Data to use Block Start

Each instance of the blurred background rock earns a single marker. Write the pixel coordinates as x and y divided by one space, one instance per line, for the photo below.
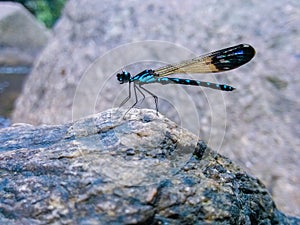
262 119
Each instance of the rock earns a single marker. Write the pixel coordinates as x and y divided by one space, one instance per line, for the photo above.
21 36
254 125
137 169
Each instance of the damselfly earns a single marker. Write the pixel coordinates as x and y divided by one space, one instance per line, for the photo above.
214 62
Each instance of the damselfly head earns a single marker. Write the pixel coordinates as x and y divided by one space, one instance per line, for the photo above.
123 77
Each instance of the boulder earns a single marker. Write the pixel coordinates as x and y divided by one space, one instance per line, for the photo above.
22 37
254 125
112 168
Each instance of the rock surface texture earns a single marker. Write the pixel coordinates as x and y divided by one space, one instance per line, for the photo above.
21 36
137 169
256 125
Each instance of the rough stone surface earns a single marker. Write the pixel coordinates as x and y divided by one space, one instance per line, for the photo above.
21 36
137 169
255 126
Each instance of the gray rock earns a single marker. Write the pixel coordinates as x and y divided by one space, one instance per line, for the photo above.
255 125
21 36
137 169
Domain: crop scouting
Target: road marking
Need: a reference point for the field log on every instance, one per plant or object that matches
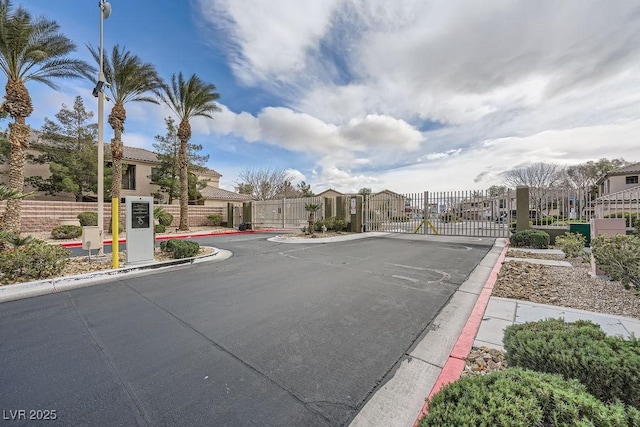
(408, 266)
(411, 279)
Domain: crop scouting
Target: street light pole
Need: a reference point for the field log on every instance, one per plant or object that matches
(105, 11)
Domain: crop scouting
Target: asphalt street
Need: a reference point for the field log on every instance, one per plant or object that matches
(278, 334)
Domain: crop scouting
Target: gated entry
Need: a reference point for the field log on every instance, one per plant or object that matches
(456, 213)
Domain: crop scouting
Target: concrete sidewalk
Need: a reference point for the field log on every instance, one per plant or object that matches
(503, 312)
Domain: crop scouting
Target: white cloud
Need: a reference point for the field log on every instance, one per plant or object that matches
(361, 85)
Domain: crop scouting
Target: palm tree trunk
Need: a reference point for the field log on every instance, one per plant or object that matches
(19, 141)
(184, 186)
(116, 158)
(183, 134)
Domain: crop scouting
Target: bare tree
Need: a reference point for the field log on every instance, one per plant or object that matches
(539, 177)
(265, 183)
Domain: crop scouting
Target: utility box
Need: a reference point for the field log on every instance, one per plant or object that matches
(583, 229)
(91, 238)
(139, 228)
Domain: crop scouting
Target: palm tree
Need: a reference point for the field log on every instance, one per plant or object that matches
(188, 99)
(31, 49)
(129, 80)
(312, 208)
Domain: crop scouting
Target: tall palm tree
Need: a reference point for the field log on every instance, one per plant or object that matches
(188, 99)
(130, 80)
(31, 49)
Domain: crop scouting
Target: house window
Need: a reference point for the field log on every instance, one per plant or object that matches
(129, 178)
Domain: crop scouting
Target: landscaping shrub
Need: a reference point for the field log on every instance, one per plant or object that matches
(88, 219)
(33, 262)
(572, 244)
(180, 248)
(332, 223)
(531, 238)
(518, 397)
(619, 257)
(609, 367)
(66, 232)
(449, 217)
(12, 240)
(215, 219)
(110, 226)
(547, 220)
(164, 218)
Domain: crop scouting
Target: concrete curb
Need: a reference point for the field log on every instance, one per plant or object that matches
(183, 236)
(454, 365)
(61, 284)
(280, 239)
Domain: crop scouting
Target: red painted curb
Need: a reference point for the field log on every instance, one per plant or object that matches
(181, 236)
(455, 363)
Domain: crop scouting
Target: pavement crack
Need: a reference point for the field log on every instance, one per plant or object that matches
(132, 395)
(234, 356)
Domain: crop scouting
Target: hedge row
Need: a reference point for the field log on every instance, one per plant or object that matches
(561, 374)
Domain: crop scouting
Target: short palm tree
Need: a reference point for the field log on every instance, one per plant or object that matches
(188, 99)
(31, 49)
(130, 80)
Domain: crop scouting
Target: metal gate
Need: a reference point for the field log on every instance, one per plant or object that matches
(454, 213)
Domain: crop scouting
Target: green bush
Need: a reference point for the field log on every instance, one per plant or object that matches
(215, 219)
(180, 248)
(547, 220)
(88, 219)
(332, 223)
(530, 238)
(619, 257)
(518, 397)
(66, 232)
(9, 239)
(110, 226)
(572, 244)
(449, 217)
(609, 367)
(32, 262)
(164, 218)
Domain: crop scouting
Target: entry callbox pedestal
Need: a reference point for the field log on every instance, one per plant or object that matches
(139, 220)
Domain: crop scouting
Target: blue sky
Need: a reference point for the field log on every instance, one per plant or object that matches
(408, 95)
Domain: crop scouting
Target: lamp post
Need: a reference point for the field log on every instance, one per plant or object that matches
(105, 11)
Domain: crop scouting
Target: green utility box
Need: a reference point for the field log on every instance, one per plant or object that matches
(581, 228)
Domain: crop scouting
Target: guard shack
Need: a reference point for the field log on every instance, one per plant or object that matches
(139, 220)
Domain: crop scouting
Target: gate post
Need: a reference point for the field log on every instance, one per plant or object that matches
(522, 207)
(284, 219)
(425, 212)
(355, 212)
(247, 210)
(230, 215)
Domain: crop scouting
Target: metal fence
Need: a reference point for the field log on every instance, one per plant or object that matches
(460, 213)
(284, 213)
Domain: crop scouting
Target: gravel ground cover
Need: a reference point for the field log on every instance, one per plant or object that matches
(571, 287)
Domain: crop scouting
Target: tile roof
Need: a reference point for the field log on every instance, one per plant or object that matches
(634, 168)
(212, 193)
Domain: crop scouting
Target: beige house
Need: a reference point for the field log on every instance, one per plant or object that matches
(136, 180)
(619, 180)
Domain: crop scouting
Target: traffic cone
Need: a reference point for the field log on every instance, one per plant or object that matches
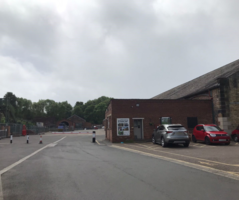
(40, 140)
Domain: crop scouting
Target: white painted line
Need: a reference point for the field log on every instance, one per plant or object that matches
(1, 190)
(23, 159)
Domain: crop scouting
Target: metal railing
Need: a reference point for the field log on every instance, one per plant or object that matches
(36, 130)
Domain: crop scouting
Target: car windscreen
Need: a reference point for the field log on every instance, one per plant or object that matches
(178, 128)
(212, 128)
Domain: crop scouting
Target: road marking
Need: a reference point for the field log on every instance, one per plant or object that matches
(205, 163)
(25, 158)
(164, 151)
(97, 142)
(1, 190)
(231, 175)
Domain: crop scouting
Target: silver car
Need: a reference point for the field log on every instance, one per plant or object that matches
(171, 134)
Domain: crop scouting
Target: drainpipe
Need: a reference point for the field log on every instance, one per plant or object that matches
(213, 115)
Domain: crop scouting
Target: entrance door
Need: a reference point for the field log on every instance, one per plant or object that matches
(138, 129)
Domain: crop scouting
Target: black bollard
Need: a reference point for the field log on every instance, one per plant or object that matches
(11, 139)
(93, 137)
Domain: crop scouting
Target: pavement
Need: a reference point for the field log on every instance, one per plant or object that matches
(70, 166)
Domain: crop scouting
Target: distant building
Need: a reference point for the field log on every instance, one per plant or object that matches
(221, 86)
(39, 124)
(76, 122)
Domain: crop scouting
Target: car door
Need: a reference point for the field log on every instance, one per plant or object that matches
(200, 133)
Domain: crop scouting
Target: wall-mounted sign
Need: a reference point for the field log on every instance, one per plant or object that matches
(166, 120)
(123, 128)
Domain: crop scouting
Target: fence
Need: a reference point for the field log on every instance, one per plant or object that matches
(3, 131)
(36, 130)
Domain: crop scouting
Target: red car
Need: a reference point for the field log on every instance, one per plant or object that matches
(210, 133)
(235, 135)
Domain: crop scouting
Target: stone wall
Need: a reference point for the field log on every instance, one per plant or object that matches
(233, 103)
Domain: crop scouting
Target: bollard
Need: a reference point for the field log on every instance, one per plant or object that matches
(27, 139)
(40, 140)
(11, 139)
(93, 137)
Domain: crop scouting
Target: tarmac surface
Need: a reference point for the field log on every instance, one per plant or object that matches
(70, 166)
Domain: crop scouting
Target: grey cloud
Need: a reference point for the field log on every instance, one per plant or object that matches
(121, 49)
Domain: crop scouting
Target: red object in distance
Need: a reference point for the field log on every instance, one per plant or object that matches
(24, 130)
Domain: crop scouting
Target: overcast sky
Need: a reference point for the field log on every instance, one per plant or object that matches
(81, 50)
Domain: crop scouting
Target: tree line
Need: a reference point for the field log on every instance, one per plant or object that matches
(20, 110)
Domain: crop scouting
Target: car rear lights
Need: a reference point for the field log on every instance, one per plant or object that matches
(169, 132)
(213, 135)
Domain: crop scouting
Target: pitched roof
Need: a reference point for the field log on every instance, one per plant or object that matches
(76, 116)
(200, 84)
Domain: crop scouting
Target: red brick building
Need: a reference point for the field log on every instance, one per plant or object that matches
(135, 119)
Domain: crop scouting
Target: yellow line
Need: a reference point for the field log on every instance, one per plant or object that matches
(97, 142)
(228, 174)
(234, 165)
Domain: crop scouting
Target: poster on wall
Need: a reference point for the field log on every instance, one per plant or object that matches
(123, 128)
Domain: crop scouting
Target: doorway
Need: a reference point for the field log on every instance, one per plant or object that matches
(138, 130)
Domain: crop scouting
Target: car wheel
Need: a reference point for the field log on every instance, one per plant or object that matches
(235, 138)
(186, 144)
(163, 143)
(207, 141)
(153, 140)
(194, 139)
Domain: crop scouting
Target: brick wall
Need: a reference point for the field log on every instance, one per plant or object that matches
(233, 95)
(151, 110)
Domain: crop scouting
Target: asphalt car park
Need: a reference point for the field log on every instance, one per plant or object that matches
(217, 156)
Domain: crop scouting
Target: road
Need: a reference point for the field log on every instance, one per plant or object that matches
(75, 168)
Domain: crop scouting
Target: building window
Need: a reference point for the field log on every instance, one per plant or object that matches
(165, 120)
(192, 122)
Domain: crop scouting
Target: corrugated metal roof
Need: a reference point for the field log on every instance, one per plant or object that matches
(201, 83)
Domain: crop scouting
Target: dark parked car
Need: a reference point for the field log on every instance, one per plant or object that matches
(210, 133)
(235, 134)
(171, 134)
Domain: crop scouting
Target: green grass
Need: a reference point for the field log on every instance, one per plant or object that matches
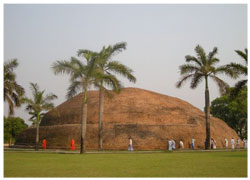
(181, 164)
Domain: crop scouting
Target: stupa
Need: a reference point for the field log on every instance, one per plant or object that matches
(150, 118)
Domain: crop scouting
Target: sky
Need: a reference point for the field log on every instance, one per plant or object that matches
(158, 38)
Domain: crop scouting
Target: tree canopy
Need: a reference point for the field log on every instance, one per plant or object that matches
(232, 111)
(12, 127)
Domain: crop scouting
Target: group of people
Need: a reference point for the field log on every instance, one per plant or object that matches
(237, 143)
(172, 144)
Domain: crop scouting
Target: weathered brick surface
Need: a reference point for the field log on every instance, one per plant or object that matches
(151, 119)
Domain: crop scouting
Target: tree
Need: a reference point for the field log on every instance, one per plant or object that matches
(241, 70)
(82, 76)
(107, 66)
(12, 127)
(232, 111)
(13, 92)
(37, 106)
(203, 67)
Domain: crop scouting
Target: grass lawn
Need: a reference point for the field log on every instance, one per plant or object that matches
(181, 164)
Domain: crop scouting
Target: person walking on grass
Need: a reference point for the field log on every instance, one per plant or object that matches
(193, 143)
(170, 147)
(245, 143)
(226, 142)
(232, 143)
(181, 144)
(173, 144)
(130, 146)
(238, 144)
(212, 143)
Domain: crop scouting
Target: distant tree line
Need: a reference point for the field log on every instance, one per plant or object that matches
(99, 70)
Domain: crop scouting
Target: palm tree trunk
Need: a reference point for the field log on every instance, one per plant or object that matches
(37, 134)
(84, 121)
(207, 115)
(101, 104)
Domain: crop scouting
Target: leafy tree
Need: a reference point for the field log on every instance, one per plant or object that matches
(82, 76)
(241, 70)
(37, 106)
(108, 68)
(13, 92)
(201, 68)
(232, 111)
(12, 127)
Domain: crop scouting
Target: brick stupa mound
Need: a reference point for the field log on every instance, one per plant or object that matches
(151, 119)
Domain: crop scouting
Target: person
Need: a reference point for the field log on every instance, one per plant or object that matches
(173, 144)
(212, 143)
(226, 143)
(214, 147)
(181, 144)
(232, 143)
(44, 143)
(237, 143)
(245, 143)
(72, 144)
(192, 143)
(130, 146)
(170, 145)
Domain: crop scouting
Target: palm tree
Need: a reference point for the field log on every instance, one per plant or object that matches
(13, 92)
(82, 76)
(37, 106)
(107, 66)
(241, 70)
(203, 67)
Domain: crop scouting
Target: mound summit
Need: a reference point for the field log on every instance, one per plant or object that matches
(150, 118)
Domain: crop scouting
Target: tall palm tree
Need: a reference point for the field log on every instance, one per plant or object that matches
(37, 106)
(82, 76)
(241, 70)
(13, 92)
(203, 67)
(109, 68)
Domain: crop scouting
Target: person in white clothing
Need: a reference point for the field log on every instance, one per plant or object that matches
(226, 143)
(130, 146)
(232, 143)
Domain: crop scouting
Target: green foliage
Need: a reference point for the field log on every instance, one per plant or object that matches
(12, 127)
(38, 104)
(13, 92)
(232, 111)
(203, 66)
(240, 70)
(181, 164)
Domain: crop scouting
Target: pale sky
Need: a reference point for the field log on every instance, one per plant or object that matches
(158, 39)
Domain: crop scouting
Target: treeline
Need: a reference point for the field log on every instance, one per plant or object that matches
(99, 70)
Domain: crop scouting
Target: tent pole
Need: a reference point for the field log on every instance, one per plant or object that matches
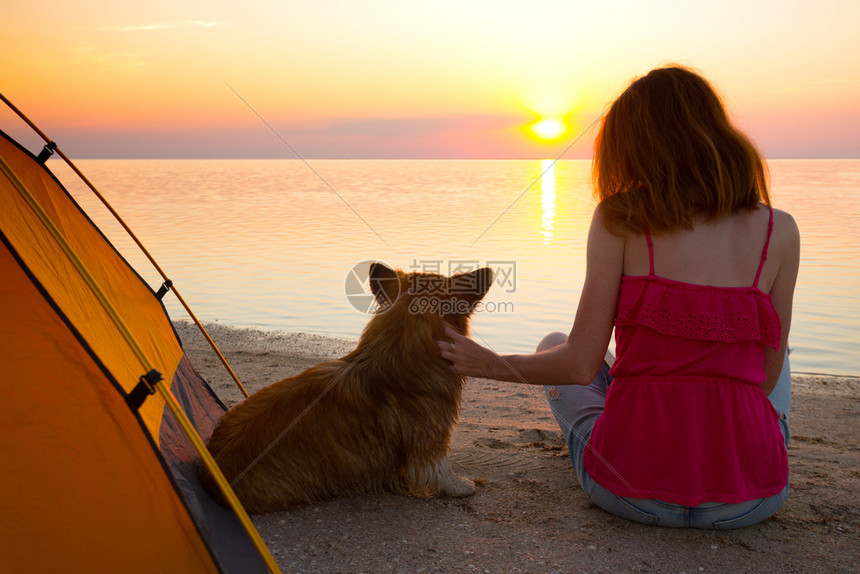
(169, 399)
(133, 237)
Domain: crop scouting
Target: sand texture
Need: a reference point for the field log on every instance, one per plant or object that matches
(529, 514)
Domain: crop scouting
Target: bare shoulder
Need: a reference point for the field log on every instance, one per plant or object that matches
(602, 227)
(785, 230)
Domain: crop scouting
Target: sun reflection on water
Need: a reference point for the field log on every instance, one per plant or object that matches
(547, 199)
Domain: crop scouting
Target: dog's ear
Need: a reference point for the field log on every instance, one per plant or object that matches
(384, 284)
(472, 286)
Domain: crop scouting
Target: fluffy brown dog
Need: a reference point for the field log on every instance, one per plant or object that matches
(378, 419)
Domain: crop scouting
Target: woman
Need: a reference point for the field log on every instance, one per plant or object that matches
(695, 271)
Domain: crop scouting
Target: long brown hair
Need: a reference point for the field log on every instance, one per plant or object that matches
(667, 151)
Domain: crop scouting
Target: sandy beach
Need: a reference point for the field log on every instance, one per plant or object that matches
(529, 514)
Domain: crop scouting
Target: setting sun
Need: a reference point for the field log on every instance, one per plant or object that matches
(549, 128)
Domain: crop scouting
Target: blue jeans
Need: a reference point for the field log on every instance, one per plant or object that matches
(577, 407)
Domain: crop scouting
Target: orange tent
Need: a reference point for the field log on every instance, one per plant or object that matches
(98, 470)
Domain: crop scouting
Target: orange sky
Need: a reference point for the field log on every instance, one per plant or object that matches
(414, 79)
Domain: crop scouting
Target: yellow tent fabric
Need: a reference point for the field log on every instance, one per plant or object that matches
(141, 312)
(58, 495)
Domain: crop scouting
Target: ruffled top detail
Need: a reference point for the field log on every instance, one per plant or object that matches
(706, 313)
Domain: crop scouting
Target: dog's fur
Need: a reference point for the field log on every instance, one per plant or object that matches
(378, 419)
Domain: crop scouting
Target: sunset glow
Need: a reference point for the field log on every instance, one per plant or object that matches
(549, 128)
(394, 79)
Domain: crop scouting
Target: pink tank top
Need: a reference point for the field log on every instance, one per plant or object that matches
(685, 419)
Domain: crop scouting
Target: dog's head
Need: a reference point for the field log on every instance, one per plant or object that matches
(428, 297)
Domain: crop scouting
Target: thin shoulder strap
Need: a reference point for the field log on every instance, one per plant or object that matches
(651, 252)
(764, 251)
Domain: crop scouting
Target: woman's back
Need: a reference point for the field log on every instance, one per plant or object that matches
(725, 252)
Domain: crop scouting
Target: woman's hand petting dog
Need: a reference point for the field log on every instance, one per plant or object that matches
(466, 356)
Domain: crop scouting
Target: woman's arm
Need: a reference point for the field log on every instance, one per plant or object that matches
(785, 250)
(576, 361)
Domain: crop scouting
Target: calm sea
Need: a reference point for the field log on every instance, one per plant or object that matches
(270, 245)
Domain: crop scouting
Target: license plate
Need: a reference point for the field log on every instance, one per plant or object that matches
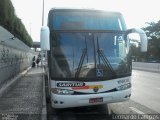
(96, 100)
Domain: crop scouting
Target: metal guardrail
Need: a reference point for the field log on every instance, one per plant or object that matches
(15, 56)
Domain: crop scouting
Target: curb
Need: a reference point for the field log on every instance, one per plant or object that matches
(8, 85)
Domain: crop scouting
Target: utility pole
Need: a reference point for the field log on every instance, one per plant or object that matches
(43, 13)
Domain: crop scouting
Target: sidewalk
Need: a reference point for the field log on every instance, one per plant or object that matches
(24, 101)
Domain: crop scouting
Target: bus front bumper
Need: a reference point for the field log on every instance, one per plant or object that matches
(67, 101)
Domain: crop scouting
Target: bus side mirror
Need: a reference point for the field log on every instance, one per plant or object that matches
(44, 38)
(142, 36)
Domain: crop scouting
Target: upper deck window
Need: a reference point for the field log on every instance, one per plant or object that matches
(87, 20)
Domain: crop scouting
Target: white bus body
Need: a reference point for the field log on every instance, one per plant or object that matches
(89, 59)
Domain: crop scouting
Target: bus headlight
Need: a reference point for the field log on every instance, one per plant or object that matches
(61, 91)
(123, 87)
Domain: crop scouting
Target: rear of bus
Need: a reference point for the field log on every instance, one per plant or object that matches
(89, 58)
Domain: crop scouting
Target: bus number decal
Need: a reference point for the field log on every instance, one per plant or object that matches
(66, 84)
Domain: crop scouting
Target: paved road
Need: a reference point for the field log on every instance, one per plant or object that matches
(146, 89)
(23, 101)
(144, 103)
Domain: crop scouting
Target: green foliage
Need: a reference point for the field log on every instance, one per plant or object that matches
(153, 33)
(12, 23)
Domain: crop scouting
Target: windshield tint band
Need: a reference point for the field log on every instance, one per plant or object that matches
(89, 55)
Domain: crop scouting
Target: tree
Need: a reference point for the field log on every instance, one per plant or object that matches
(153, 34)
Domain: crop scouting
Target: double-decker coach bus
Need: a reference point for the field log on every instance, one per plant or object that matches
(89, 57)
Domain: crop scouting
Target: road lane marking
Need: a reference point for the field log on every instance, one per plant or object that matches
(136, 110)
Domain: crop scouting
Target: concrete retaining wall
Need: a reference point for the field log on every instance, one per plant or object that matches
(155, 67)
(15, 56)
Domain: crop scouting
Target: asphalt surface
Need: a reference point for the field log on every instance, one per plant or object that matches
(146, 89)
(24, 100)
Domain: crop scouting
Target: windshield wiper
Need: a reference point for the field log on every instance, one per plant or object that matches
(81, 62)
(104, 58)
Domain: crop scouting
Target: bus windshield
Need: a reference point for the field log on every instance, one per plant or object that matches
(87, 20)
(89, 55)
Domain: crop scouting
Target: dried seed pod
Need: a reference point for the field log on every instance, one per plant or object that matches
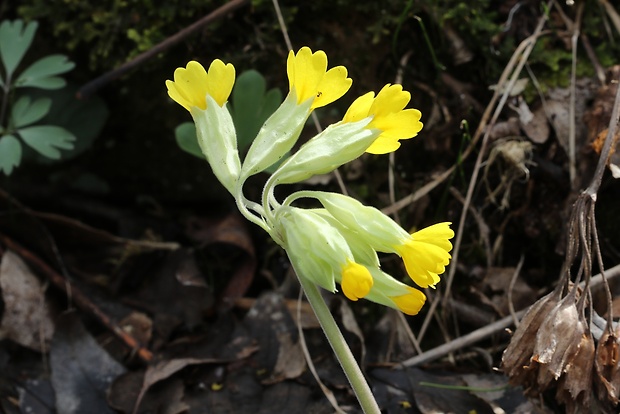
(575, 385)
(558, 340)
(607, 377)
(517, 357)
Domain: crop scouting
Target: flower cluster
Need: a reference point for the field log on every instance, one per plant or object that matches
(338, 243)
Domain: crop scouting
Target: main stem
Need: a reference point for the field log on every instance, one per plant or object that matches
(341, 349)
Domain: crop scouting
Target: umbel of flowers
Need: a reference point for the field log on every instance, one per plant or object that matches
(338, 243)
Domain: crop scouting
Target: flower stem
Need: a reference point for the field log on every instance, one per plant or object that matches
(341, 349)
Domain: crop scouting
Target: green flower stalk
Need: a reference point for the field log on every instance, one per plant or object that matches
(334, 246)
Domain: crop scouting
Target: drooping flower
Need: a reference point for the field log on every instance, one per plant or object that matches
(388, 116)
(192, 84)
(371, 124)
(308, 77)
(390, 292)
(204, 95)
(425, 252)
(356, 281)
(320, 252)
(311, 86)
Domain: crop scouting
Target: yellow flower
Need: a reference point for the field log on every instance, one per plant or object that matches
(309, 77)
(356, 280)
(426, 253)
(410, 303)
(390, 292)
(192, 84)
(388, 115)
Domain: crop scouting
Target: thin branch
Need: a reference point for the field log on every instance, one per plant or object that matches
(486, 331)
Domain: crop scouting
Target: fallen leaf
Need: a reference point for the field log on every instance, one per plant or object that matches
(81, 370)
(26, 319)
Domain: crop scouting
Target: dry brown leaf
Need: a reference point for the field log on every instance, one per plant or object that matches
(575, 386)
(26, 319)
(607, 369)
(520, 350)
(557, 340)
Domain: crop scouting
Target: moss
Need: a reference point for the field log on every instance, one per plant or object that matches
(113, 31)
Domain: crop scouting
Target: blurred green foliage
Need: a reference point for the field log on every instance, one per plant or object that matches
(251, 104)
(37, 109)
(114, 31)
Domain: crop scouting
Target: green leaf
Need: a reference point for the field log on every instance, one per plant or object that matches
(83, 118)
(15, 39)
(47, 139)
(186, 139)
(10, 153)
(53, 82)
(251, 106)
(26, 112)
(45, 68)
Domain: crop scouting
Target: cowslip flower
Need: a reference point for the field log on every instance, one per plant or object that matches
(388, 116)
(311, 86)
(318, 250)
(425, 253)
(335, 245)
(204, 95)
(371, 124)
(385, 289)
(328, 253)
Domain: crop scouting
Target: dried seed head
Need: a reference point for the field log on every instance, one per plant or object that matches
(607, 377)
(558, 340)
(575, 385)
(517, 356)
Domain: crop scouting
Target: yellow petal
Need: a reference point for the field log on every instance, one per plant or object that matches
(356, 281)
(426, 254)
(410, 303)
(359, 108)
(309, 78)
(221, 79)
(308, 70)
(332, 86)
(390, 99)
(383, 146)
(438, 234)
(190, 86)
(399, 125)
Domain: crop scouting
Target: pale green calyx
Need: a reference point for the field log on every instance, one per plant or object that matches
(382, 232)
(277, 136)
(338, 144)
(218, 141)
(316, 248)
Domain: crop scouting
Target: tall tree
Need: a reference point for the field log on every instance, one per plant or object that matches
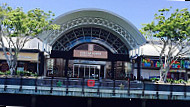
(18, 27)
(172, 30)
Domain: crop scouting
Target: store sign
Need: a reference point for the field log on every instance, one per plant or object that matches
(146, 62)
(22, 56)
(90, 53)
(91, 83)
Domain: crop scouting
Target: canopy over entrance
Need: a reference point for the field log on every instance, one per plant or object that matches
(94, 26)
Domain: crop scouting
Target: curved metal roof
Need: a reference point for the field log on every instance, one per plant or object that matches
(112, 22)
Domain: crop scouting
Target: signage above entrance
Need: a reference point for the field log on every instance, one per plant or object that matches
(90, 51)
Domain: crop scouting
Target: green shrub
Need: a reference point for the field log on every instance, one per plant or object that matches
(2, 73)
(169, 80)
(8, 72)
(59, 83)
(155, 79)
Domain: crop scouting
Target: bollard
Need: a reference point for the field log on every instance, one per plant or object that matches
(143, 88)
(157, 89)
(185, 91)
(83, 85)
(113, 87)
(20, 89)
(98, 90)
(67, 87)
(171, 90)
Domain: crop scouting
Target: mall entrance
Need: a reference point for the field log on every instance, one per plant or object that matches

Data to use Block End

§ **What is expected**:
Copy the lines that hold the word "orange". Take them from the records above.

§ **Written answer**:
Target: orange tent
Target: orange sky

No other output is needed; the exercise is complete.